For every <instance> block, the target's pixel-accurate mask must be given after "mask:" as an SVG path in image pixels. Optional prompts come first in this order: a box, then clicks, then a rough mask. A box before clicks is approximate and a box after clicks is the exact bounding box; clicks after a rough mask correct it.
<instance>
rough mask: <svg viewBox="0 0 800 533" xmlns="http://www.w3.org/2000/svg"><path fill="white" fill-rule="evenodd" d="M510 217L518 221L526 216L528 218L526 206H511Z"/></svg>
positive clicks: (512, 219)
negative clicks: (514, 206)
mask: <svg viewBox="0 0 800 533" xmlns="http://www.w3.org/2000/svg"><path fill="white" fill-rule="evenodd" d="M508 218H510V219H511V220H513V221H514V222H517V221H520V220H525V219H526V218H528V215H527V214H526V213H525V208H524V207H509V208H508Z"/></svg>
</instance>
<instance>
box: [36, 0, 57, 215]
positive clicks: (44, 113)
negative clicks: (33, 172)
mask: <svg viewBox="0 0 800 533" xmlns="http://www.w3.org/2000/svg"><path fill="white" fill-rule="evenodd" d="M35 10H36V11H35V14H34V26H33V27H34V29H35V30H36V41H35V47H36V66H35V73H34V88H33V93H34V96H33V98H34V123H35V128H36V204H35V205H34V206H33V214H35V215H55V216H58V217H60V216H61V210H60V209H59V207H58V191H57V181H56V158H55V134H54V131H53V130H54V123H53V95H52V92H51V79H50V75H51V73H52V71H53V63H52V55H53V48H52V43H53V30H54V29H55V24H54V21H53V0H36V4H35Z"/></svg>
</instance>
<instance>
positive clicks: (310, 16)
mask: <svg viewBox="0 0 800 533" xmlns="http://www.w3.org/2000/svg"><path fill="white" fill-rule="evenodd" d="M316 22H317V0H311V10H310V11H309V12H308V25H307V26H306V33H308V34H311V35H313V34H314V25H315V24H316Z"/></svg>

▶ **What the exercise asks**
Wherever the word "rough" appears in the records above, copy that line.

▶ **Solution to this problem**
For every <instance> block, the target's pixel-accurate mask must be given after "mask:" as an SVG path in image pixels. Optional prompts come first in this order: a box, then clicks, then a rough mask. A box before clicks is approximate and a box after clicks is the exact bounding box; clicks after a rough mask correct it.
rough mask: <svg viewBox="0 0 800 533" xmlns="http://www.w3.org/2000/svg"><path fill="white" fill-rule="evenodd" d="M510 217L518 221L526 216L528 218L526 206H511Z"/></svg>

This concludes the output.